Jobs:
**1.** According to the statute text, what sales price must a property exceed for this section to apply to an obligation from its disposition under the installment method?
**2.** Reproduce everything in the statute text from "(a) General rule" down to "(d) shall apply.".

Document text:
•••••

26 U.S. Code § 453A - Special rules for nondealers

(a) General rule
In the case of an installment obligation to which this section applies—
(1) interest shall be paid on the deferred tax liability with respect to such obligation in the manner provided under subsection (c), and
(2) the pledging rules under subsection (d) shall apply.
(b) Installment obligations to which section applies
(1) In general
This section shall apply to any obligation which arises from the disposition of any property under the installment method, but only if the sales price of such property exceeds $150,000.
(2) Special rule for interest payments
For purposes of subsection (a)(1), this section shall apply to an obligation described in paragraph (1) arising during a taxable year only if—
(A) such obligation is outstanding as of the close of such taxable year, and
(B) the face amount of all such obligations held by the taxpayer which arose during, and are outstanding as of the close of, such taxable year exceeds $5,000,000.
Except as provided in regulations, all persons treated as a single employer under subsection (a) or (b) ofsection 52 shall be treated as one person for purposes of this paragraph and subsection (c)(4).
(3) Exception for personal use and farm property
An installment obligation shall not be treated as described in paragraph (1) if it arises from the disposition—
(A) by an individual of personal use property (within the meaning of section 1275 (b)(3)), or
(B) of any property used or produced in the trade or business of farming (within the meaning of section 2032A (e)(4) or (5)).
(4) Special rule for timeshares and residential lots
An installment obligation shall not be treated as described in paragraph (1) if it arises from a disposition described in section 453 (l)(2)(B), but the provisions of section 453 (l)(3) (relating to interest payments on timeshares and residential lots) shall apply to such obligation.
(5) Sales price
For purposes of paragraph (1), all sales or exchanges which are part of the same transaction (or a series of related transactions) shall be treated as 1 sale or exchange.

•••••

Supplied records:
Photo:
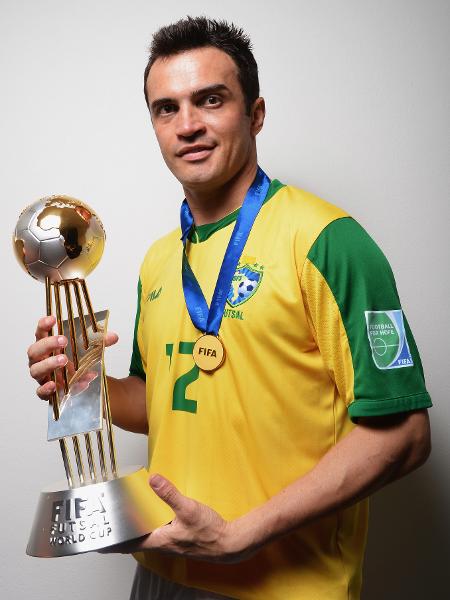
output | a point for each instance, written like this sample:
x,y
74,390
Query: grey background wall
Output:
x,y
357,94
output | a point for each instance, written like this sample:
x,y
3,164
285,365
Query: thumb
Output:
x,y
168,493
111,338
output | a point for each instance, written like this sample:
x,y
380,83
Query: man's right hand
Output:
x,y
42,363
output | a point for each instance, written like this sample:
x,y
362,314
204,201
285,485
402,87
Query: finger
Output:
x,y
45,346
111,338
184,507
41,370
126,547
44,326
45,391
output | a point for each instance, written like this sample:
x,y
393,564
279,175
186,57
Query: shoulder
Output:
x,y
303,214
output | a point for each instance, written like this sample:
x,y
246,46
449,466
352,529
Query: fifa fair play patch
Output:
x,y
387,339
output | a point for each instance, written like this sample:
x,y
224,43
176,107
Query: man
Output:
x,y
260,462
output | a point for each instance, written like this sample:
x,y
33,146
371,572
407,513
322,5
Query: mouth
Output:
x,y
195,152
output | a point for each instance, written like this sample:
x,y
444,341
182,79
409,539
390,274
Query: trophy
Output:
x,y
59,240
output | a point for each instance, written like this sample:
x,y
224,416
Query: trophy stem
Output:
x,y
92,470
76,287
101,454
73,339
54,397
48,301
89,305
66,461
79,459
109,428
61,332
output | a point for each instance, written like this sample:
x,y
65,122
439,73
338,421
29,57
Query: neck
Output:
x,y
209,206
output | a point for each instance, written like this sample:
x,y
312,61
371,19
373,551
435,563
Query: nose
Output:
x,y
189,123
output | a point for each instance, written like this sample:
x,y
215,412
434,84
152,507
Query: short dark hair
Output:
x,y
199,32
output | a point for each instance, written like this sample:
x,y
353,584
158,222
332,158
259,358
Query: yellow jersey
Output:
x,y
315,338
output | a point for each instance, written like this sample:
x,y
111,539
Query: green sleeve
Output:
x,y
136,367
388,374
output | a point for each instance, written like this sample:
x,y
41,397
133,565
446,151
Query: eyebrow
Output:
x,y
210,89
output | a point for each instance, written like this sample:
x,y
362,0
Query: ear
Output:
x,y
257,115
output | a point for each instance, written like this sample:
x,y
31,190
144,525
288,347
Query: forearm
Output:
x,y
361,463
127,402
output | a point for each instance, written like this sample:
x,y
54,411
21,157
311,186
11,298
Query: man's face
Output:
x,y
198,114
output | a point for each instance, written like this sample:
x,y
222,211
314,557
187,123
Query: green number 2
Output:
x,y
179,401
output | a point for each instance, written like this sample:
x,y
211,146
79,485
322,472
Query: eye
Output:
x,y
212,100
166,109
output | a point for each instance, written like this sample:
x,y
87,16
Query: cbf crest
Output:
x,y
246,282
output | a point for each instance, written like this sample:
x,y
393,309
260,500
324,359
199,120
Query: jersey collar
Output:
x,y
201,233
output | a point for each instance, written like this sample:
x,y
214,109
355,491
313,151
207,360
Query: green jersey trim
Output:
x,y
389,406
136,367
360,279
202,232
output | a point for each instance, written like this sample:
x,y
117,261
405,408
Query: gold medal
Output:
x,y
208,353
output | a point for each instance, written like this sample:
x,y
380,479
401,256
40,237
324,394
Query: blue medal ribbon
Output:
x,y
206,319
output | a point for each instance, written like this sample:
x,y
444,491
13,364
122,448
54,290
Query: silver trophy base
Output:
x,y
91,517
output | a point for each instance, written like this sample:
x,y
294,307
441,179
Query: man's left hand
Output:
x,y
197,531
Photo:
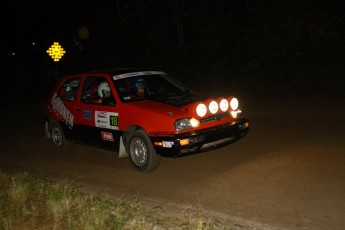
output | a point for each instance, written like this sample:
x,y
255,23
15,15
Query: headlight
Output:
x,y
234,103
201,110
224,105
186,123
213,107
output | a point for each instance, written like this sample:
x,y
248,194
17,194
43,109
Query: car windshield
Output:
x,y
132,87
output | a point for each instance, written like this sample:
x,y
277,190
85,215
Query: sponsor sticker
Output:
x,y
107,136
108,120
125,75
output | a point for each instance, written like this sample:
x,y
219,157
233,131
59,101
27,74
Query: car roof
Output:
x,y
117,71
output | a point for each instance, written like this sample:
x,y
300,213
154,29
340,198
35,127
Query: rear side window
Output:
x,y
69,89
96,90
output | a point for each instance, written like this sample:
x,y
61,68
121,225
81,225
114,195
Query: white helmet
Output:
x,y
103,86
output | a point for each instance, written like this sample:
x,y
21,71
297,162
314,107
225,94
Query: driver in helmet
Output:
x,y
104,92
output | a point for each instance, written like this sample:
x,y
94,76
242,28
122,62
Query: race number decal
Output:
x,y
108,120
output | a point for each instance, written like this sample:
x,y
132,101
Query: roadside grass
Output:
x,y
30,202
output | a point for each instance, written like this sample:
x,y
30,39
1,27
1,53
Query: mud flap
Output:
x,y
46,131
122,150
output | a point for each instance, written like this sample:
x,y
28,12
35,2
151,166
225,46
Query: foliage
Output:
x,y
29,202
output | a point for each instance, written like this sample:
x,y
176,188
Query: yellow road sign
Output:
x,y
56,51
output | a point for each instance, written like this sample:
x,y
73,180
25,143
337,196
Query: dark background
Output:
x,y
270,48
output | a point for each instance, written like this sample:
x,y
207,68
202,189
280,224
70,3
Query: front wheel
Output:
x,y
141,151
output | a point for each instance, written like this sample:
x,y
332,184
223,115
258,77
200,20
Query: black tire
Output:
x,y
57,135
141,152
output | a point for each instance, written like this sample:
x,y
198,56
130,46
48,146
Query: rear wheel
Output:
x,y
141,151
57,135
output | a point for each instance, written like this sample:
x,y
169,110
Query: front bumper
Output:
x,y
203,140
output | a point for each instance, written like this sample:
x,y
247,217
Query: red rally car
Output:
x,y
142,114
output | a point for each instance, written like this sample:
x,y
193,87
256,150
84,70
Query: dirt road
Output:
x,y
287,173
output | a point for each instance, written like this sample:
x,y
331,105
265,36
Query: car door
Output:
x,y
95,117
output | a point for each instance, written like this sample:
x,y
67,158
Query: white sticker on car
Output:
x,y
108,120
125,75
62,110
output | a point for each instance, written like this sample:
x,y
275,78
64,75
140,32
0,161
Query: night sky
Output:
x,y
264,44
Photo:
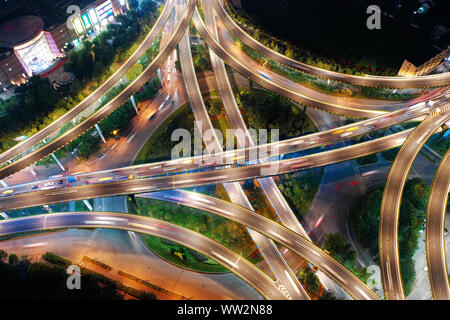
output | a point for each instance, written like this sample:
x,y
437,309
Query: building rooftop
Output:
x,y
19,30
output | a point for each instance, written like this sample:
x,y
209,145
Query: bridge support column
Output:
x,y
100,133
159,75
88,205
57,161
134,104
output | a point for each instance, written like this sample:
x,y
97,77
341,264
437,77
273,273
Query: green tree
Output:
x,y
13,259
309,279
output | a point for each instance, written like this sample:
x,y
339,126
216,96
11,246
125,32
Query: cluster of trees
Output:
x,y
302,54
440,142
226,232
301,190
339,249
34,101
308,278
119,120
94,58
200,57
159,145
37,104
365,220
267,110
22,279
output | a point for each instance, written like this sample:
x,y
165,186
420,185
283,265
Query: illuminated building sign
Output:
x,y
78,26
86,21
104,10
93,16
38,54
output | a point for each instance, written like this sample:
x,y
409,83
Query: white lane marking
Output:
x,y
388,272
362,292
34,245
98,222
131,138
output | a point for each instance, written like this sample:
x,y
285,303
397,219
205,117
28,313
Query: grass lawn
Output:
x,y
163,249
158,146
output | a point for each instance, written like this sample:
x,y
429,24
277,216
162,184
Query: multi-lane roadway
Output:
x,y
435,227
229,259
390,205
372,81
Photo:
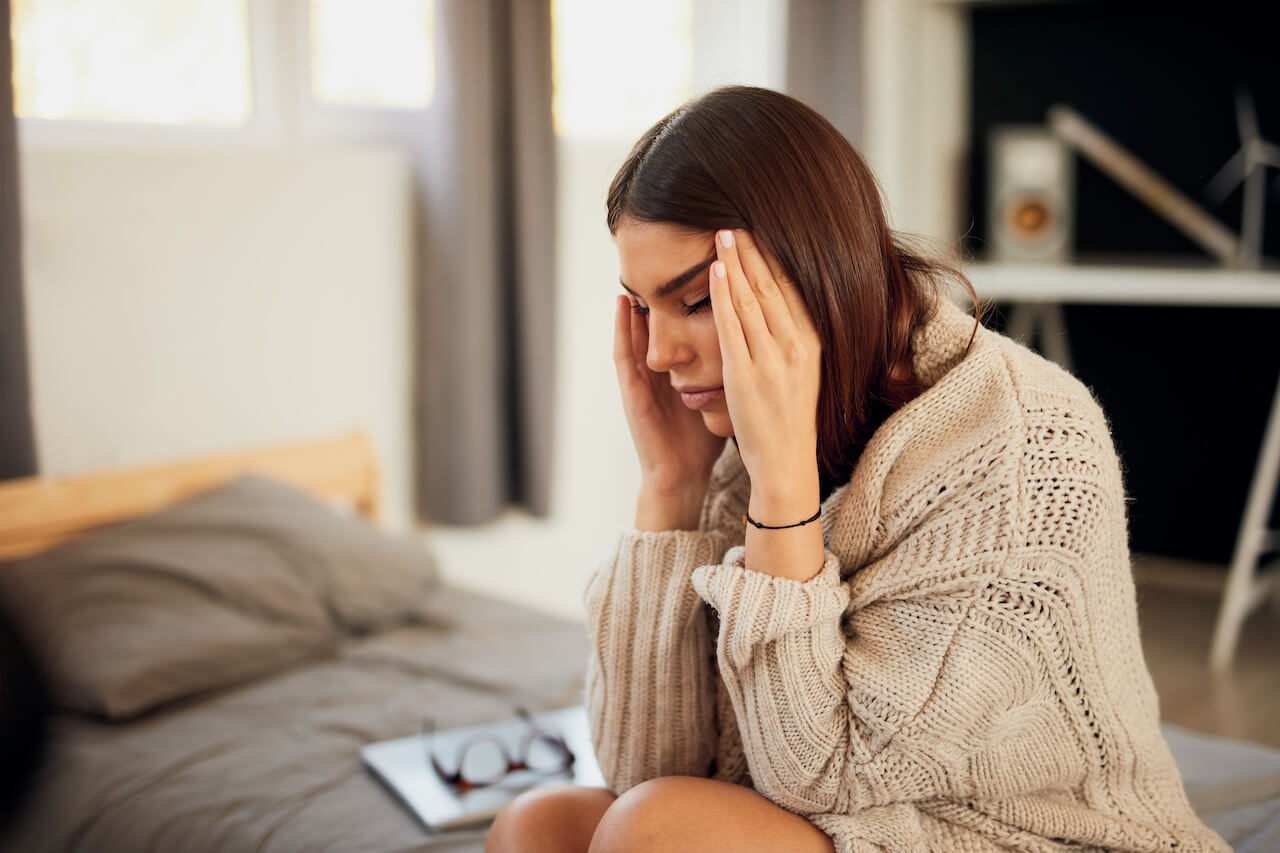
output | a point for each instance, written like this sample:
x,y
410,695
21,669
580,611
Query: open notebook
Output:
x,y
403,766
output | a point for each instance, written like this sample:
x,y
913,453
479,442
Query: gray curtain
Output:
x,y
17,436
824,60
488,273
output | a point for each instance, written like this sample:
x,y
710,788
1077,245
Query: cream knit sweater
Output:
x,y
964,673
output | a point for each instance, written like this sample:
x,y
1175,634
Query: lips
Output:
x,y
699,398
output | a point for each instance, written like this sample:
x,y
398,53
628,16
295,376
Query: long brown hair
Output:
x,y
741,156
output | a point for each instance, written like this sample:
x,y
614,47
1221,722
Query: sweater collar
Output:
x,y
942,342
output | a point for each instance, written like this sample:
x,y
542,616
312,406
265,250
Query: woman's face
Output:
x,y
664,272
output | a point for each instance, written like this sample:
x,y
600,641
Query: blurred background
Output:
x,y
254,220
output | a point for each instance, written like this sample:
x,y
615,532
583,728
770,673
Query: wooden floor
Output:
x,y
1176,610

•••••

Solutions to the problems:
**1.** $150,000

**2.**
(a) General rule
In the case of an installment obligation to which this section applies—
(1) interest shall be paid on the deferred tax liability with respect to such obligation in the manner provided under subsection (c), and
(2) the pledging rules under subsection (d) shall apply.